BEGIN GIVEN PASSAGE

Disclosure statement

No competing financial interests exist.

Figures

**Figure 1. Schematic diagram illustrating the study design.**
Two-sample Mendelian Randomization (MR) approach based on the summary-level data from large-scale meta-analyses of the genome-wide association studies (GWAS) was used to investigate the causal effects of thyroid function on mood disorders. Genetic variants associated with normal-range TSH and FT4 levels (genetic instruments, represented by the solid line) and their corresponding effect estimates were established in the GWAS by the ThyroidOmics Consortium (35). Effect estimates on major depressive disorder (MDD) and bipolar disorder (BD) for these genetic variants were derived from the GWAS in the UK Biobank (UKBB) and/or the Psychiatric Genomics Consortium (PGC) (–38). All datasets used in this study are publicly available at the ThyroidOmics Consortium and the PGC websites.

**Figure 2. Causal effects of variation in normal-ranged thyrotropin (TSH) and free thyroxine (FT4) levels on major depressive disorder (A) and bipolar disorder (B) overall and specific subtypes risk.**
Presented odds ratios (OR) and confidence intervals (CI) correspond to the effects of a one standard deviation change in TSH and FT4 levels. The results of Mendelian Randomization (MR) analyses using various analysis methods (inverse variance weighted [IVW], MR-Egger, weighted median [WM], MR Pleiotropy RESidual Sum and Outlier [MR-PRESSO]) are presented for comparison. The number of Single Nucleotide Polymorphisms (SNPs) indicates the number of genetic variants used as instruments for MR analysis. rMDD - recurrent major depressive disorder; sMDD - single-episode major depressive disorder; subMDD - sub-threshold depression (*i.e.* individuals reporting depressive symptoms but not meeting formal major depressive disorder criteria); BD1 - bipolar disorder type 1; BD2 - bipolar disorder type 2; SABD - schizoaffective bipolar disorder.

END GIVEN PASSAGE
BEGIN PROVIDED RECORDS

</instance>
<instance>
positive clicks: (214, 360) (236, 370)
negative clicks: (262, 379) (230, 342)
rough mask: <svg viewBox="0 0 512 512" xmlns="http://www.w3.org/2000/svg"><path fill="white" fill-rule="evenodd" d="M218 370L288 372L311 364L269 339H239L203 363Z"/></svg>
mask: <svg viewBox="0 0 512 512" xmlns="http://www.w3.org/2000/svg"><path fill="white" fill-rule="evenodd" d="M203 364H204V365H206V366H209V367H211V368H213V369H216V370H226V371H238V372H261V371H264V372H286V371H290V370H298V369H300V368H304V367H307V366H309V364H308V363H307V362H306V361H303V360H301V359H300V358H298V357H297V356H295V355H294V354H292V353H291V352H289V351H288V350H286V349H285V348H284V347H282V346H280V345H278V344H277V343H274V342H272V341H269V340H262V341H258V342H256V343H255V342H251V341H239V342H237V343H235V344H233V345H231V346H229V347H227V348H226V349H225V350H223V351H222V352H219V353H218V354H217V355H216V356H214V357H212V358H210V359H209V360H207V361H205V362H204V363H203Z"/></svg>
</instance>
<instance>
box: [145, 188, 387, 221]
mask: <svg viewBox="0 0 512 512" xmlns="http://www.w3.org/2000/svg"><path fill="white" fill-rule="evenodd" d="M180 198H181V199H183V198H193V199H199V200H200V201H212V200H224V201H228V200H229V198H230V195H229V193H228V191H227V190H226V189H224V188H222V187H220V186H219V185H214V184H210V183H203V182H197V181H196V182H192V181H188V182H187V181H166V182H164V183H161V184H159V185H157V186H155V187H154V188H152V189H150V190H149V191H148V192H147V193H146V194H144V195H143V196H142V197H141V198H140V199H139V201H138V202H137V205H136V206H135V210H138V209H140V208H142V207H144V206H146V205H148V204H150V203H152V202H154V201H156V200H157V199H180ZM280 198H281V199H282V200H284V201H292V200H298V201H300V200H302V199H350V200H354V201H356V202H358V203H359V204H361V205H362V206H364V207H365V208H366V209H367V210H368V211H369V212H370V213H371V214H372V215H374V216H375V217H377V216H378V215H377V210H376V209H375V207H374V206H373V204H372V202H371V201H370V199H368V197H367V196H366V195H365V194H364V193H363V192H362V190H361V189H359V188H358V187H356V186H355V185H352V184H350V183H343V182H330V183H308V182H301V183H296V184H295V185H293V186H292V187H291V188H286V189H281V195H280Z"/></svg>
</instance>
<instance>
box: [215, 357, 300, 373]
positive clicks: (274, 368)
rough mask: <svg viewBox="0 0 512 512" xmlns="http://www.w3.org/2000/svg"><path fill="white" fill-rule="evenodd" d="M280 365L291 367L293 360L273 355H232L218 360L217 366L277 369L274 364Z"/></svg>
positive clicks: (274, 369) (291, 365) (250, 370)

END PROVIDED RECORDS

Please condense the paragraph of the thyroid study text that begins "Presented odds ratios (OR)" into a short bulleted list that keeps its main facts.

- Odds ratios and confidence intervals reflect a one standard deviation change in TSH and FT4 levels.
- Mendelian Randomization results from several methods are shown for comparison: inverse variance weighted (IVW), MR-Egger, weighted median (WM), and MR-PRESSO.
- The SNP count is the number of genetic variants used as instruments.
- Abbreviations:
  - rMDD: recurrent major depressive disorder
  - sMDD: single-episode major depressive disorder
  - subMDD: sub-threshold depression (depressive symptoms without meeting formal major depressive disorder criteria)
  - BD1 and BD2: bipolar disorder types 1 and 2
  - SABD: schizoaffective bipolar disorder